## To do:
a. Transcribe the 1992 Olympic men's rings article from "Olympic gymnastics event" to "bronze in 1988.".
b. Translate this sentence from the 1992 Olympic men's rings article into Spanish: "The reigning (1991) world champion was Grigory Misutin of the Unified Team."
c. Take the 1992 Olympic men's rings article further, picking up right after its final sentence.

- Pictogram for Gymnastics
- Venue: Palau Sant Jordi
- Date: 28 July – 2 August 1992
- Competitors: 93 from 25 nations
- Winning score: 9.937

Medalists
- 1st place, gold medalist(s):  / Vitaly Scherbo Unified Team
- 2nd place, silver medalist(s):  / Li Jing China
- 3rd place, bronze medalist(s):  / Andreas Wecker Germany
- 3rd place, bronze medalist(s):  / Li Xiaoshuang China

= Gymnastics at the 1992 Summer Olympics – Men's rings =

Olympic gymnastics event

The men's rings competition was one of eight events for male competitors in artistic gymnastics at the 1992 Summer Olympics in Barcelona. The qualification and final rounds took place on 29 July and 2 August 1992 at the Palau Sant Jordi. There were 93 competitors from 25 nations, with nations in the team event having 6 gymnasts while other nations could have up to 3 gymnasts. The event was won by Vitaly Scherbo of the Unified Team, the fourth time in five Games that a Soviet or former Soviet gymnast won the rings. Li Jing of China earned silver. There was a tie for third, with Andreas Wecker of Germany and Li Xiaoshuang of China each receiving bronze medals. It was the first medal for unified Germany since 1936, though East Germany had won gold and bronze in 1988.

==Background==

This was the 18th appearance of the event, which is one of the five apparatus events held every time there were apparatus events at the Summer Olympics (no apparatus events were held in 1900, 1908, 1912, or 1920). Two of the eight finalists from 1988 returned: bronze medalist Sven Tippelt of East Germany and fourth-place finisher Kalofer Khristozov of Bulgaria. The reigning (1991) world champion was Grigory Misutin of the Unified Team. Wecker had placed second in both 1989 and 1991.

Puerto Rico and Slovenia each made their debut in the men's rings; some former Soviet Republics competed as the Unified Team. The United States made its 16th appearance, most of any nation; the Americans had missed only the inaugural 1896 rings and the boycotted 1980 Games.

## Data segment:
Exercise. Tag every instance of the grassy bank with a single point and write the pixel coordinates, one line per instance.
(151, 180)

## Task-by-task results:
a.
Olympic gymnastics event

The men's rings competition was one of eight events for male competitors in artistic gymnastics at the 1992 Summer Olympics in Barcelona. The qualification and final rounds took place on 29 July and 2 August 1992 at the Palau Sant Jordi. There were 93 competitors from 25 nations, with nations in the team event having 6 gymnasts while other nations could have up to 3 gymnasts. The event was won by Vitaly Scherbo of the Unified Team, the fourth time in five Games that a Soviet or former Soviet gymnast won the rings. Li Jing of China earned silver. There was a tie for third, with Andreas Wecker of Germany and Li Xiaoshuang of China each receiving bronze medals. It was the first medal for unified Germany since 1936, though East Germany had won gold and bronze in 1988.

b. El campeón mundial vigente (1991) era Grigory Misutin, del Equipo Unificado.

c.
==Competition format==

Each nation entered a team of six gymnasts or up to three individual gymnasts. All entrants in the gymnastics competitions performed both a compulsory exercise and a voluntary exercise for each apparatus. The scores for all 12 exercises were summed to give an individual all-around score. These exercise scores were also used for qualification for the apparatus finals. The two exercises (compulsory and voluntary) for each apparatus were summed to give an apparatus score. The top eight gymnasts, with a limit of two per nation, advanced to the final. In a change from previous years, the preliminary score had no effect on the final; once the eight finalists were selected, their ranking depended only on the final exercise. Non-finalists were ranked 9th through 93rd based on preliminary score.

==Schedule==

All times are Central European Summer Time (UTC+2)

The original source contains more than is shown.